Richard Ebling, at the Foundation for Economic Education, explains how free trade triumphed in the mid-19th century making Europe into a great and prosperous modern civilization.

Great Britain became the first country in the world to institute a unilateral policy of free trade. For the rest of the nineteenth century — indeed, until the dark forces of collectivism enveloped Europe during World War I — the British Empire was open to the entire world for the free movement of men, money, and goods.

Its economic success served as a bright, principled example to the rest of the globe, many of whose member countries followed the British lead in establishing, if not complete free trade, at least regimes of much greater freedom of trade and commerce.

British free trade policy helped to usher in the age of nineteenth-century free trade, and fostered what has been called the classical liberal era of “the three freedoms” which only came to an end with the First World War in 1914. The German free market economist Gustav Stolper explained these three freedoms in his book, This Age of Fable (1942), written while in exile in America during the Second World War:

    They were: freedom of movement for men, for goods and for money. Everyone could leave his country when he wanted and travel or migrate wherever he pleased without a passport. The only European country that demanded passports (not even visas!) was Russia, looked at askance for her backwardness with an almost contemptuous smile. Who wanted to travel to Russia anyway? …

    There were still customs barriers on the European continent, it is true. But the vast British Empire was free-trade territory open to all in free competition, and several other European countries, such as the Netherlands, Belgium, Scandinavia, came close to free trade.

    For a time the Great Powers on the European continent seemed to veer in the same direction. In the sixties of the nineteenth century the conviction was general that international free trade was the future. The subsequent decades did not quite fulfill that promise. In the late seventies reactionary trends set in. But looking back at the methods and the degree of protectionism built up at that time we are seized with nostalgic envy. Whether a bit higher or a bit lower, tariffs never checked the free flow of goods. All they affected was some minor price changes, presumably mirroring some vested interest.

    And the most natural of all was the free movement of money. Year in, year out, billions were invested by the great industrial European Powers in foreign countries, European and non-European … These billions were regarded as safe investments with attractive yields, desirable for creditors as well as debtors, with no doubts about the eventual return of both interest and principal.

The nineteenth-century victory of free trade over Mercantilism and Protectionism represented one of the great triumphs in the history of classical liberalism. It was the achievement of the Scottish Moral Philosophers and those that are now referred to as the “Classical Economists” in demonstrating the spontaneous order and coordination arising from a free, competitive market system – Adam Smith’s “system of natural liberty” and the cooperative gains for all through a system of division of labor.

The momentous importance in human history of this triumph is not always appreciated for what it was: a crucial institutional transformation that heralded the beginning of the material and cultural improvement of mankind through the private and peaceful associations of humanity for the mutual betterment of the mass of mankind. This transformation continues today, even in the face of the reactionary return to paternalistic government and political interference with human life over the last century.

Instructions:
a) Reproduce, word for word, the passage of the free trade text that begins with the words containing "Richard Ebling, at" and ends with "money, and goods.".
b) Name every person mentioned by name in the free trade text.

Data provided:
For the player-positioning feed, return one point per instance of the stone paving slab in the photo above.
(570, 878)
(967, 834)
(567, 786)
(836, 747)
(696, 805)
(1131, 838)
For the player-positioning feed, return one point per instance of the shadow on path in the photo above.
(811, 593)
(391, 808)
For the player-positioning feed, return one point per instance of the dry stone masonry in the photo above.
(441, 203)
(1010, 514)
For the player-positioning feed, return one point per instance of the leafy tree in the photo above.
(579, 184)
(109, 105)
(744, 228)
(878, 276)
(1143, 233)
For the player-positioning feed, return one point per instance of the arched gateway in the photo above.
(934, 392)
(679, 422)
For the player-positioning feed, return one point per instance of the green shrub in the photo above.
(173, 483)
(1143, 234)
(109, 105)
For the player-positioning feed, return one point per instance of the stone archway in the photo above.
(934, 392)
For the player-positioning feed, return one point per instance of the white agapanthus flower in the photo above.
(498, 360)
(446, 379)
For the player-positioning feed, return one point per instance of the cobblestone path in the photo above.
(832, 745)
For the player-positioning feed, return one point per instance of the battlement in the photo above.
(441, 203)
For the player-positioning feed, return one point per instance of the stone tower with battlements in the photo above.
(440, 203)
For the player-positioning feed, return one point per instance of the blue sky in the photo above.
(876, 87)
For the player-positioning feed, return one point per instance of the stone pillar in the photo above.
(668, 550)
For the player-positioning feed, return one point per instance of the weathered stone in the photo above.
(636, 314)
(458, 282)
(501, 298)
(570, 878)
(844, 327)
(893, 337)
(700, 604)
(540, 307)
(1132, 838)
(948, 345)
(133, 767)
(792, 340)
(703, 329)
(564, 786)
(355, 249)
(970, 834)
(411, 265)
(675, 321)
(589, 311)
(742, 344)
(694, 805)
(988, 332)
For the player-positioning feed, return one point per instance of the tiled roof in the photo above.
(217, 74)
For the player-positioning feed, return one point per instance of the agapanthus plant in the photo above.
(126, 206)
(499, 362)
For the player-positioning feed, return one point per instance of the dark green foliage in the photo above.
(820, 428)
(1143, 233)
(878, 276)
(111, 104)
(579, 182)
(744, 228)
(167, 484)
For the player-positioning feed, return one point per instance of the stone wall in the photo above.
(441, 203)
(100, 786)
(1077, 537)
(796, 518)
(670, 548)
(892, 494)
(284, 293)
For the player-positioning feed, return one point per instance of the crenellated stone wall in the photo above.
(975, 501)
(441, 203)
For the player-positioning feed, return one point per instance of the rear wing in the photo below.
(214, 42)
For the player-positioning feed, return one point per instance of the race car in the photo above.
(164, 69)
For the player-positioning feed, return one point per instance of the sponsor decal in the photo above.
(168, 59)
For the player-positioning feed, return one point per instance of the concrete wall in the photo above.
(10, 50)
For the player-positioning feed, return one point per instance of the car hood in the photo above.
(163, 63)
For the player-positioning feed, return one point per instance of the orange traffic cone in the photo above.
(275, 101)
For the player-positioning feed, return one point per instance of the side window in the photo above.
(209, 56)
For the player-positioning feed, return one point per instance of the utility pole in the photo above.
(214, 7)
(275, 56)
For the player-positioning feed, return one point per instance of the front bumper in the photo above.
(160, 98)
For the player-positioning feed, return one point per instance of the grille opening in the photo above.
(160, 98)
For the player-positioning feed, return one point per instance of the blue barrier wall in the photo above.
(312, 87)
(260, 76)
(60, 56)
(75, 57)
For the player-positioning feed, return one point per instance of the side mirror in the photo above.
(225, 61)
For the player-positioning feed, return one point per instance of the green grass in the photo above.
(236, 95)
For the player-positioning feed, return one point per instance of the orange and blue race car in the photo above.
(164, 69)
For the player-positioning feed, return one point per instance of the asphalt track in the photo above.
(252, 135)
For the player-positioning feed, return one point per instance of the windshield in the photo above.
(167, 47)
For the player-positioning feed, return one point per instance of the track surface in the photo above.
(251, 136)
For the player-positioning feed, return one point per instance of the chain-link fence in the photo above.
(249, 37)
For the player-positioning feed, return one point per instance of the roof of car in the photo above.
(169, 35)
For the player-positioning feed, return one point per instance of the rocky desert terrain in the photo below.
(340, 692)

==

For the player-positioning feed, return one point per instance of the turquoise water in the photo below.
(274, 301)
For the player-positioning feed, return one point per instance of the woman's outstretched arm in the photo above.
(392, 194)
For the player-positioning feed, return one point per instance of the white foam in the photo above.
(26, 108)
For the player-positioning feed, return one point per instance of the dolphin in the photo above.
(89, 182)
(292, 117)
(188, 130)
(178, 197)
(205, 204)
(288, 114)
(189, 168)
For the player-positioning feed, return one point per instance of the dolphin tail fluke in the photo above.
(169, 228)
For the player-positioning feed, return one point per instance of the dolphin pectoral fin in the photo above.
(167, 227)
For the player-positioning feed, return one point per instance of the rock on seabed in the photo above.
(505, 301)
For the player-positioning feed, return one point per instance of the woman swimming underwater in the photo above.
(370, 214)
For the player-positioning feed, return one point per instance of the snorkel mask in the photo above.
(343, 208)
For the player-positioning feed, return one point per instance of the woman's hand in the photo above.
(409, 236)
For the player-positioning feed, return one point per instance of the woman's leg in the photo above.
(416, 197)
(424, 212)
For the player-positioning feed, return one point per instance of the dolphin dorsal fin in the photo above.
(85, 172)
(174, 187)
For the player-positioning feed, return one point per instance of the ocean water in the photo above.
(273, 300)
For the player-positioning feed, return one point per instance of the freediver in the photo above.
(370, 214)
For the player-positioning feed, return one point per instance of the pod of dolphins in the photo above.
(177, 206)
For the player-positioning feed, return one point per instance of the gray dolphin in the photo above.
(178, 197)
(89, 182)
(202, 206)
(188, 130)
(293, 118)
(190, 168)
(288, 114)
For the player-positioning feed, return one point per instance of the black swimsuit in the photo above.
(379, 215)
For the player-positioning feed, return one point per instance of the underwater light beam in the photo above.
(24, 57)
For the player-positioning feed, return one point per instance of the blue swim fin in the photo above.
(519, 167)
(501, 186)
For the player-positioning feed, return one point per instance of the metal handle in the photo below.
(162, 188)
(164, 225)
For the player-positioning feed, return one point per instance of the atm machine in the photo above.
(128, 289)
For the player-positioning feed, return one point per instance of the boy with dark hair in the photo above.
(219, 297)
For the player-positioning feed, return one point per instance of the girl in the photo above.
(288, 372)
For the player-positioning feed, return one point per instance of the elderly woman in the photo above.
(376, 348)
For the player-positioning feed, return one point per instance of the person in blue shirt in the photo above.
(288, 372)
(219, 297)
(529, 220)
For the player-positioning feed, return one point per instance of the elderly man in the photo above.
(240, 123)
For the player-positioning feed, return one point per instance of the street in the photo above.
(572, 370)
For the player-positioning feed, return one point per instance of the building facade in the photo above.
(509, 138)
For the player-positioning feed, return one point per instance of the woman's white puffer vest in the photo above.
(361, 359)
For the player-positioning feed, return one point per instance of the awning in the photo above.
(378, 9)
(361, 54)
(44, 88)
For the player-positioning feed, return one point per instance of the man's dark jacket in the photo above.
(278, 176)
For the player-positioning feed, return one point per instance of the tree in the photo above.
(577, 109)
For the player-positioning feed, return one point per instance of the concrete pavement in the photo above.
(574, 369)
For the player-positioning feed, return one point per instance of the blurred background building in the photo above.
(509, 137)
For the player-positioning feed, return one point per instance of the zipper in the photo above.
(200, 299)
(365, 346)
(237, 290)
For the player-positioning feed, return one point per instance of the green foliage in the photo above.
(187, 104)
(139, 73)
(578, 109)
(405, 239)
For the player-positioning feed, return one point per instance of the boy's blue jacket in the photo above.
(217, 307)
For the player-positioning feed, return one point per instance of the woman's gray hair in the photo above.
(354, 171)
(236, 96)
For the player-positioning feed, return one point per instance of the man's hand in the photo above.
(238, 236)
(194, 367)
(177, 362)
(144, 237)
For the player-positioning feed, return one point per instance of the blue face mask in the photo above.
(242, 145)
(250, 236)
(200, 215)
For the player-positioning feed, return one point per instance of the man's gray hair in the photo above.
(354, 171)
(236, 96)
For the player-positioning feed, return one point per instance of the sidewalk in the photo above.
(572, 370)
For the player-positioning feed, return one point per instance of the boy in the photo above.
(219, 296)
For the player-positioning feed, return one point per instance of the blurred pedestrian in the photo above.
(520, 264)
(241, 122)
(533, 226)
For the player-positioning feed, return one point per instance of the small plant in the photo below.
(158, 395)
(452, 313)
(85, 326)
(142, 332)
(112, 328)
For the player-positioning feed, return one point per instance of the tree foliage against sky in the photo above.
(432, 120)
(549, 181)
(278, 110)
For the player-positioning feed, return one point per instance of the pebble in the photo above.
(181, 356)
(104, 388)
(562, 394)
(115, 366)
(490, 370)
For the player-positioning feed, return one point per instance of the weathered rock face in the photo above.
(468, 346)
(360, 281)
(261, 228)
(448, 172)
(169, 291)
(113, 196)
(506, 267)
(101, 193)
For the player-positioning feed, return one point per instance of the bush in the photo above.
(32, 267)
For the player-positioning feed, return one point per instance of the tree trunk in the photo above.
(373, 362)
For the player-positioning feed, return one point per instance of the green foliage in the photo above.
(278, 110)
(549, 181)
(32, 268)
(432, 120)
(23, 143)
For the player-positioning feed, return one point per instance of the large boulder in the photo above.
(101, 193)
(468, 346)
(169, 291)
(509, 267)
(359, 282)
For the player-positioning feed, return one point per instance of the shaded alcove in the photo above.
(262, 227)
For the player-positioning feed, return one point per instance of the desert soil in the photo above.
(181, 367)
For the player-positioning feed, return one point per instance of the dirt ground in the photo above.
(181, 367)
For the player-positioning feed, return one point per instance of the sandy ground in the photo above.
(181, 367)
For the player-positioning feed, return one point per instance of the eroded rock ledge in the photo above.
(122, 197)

Solutions:
a)
Richard Ebling, at the Foundation for Economic Education, explains how free trade triumphed in the mid-19th century making Europe into a great and prosperous modern civilization.

Great Britain became the first country in the world to institute a unilateral policy of free trade. For the rest of the nineteenth century — indeed, until the dark forces of collectivism enveloped Europe during World War I — the British Empire was open to the entire world for the free movement of men, money, and goods.

b)
Richard Ebling
Gustav Stolper
Adam Smith